#### EXERCISE DIRECTIONS:
Convert the listing below into a numbered list with one line per entry, leaving out any blank lines.

+--

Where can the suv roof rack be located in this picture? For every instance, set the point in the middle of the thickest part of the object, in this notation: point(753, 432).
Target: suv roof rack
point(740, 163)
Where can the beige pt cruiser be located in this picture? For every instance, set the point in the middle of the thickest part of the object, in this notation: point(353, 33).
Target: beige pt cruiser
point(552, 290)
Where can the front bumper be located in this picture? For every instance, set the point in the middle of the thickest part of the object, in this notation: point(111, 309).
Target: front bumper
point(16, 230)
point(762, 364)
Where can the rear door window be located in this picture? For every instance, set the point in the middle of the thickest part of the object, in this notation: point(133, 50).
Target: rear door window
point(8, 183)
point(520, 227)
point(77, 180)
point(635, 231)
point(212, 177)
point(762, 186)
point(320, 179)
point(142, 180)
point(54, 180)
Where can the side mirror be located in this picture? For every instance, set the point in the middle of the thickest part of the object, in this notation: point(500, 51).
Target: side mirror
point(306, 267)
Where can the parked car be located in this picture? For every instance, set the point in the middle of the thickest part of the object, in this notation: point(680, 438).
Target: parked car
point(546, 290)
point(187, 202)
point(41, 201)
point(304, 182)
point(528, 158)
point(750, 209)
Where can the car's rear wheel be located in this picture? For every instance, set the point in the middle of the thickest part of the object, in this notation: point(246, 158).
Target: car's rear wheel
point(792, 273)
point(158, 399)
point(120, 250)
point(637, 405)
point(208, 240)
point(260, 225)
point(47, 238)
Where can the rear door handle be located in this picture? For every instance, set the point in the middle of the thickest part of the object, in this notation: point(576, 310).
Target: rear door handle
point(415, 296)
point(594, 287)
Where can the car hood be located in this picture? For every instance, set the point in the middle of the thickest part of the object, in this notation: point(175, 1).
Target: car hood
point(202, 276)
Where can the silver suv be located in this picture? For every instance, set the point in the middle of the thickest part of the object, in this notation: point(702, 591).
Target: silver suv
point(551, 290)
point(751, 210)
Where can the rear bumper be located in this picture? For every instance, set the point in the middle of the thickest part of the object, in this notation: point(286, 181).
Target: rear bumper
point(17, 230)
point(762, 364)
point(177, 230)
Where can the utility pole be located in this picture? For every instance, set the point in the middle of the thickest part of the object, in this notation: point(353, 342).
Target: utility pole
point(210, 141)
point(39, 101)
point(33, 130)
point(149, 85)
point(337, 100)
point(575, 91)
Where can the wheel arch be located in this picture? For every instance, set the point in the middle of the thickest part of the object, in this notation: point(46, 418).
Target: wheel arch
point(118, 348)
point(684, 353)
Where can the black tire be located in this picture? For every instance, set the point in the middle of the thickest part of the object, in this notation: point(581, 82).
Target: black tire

+--

#### WORKED ANSWER:
1. Where can the suv roof rack be located in this picture? For every instance, set the point in the middle of the thickest part of the object, in this notation: point(753, 432).
2. Target: suv roof rack
3. point(740, 163)
4. Where can the beige pt cruiser be located in this picture? For every instance, set the point in the middle of the thickest part of the object, in this notation: point(353, 33).
5. Target: beige pt cruiser
6. point(552, 290)
7. Where can the front bumper be located in this picture? For every instance, set the point in the middle of the thickest part of the object, in this notation: point(111, 309).
8. Target: front bumper
9. point(16, 230)
10. point(762, 364)
11. Where can the rear door window be located in this picture? For every instance, set the point in the middle of the thickest part of the object, in this notation: point(133, 50).
12. Target: rear door window
13. point(8, 183)
14. point(520, 227)
15. point(77, 180)
16. point(635, 231)
17. point(212, 177)
18. point(762, 186)
19. point(320, 179)
20. point(142, 180)
21. point(54, 180)
22. Where can the side mirror be located in this picture? For every instance, set the point in the middle of the thickest part of the object, in this notation: point(500, 51).
23. Target: side mirror
24. point(306, 267)
25. Where can the parked car be located in this picture? For every instance, set the point in the middle of the thickest part of the object, in this notation: point(680, 438).
26. Target: parked car
27. point(546, 290)
28. point(187, 202)
29. point(41, 201)
30. point(304, 182)
31. point(528, 158)
32. point(750, 209)
33. Where can the car's rear wheel be located in this picture? For every instance, set the point in the middle of the thickest part of the object, in this notation: point(246, 158).
34. Target: car's rear wheel
35. point(792, 273)
36. point(158, 399)
37. point(120, 250)
38. point(637, 405)
39. point(208, 240)
40. point(260, 225)
41. point(47, 238)
42. Where can the rear door handle be located in this picture? For every instance, set the point in the middle of the thickest part of the object, in this notation: point(576, 310).
43. Target: rear door handle
44. point(415, 296)
45. point(594, 287)
46. Where can the car hood be located in this picture? For every instance, set the point in the middle of the thickest part of the object, in this notation: point(175, 1).
47. Target: car hood
48. point(202, 276)
49. Where can the silver suv be located in this picture? For every instance, set the point in the middle of the thickest part of the object, in this notation: point(702, 591).
50. Target: silver suv
51. point(551, 290)
52. point(751, 210)
53. Where can the rear bumper be located in this picture? For every instance, set the point in the middle of the thickest part of the object, in this notation: point(286, 181).
54. Target: rear bumper
55. point(17, 230)
56. point(762, 364)
57. point(177, 230)
58. Where can the utility pole be located in this picture? For every instance, set the point in the middle of the thickest part of the object, in this notation: point(353, 342).
59. Target: utility pole
60. point(210, 141)
61. point(39, 101)
62. point(33, 130)
63. point(149, 85)
64. point(337, 100)
65. point(575, 91)
66. Where can the wheel arch be located in this picture? For every instance, set the point in the middle of the thickest part of the object, in this notation: point(46, 418).
67. Target: wheel arch
68. point(118, 348)
69. point(684, 353)
70. Where can the black tire be located in this picture? For every instance, set the point in the middle of the thickest part of the object, in this notation: point(581, 82).
71. Target: black tire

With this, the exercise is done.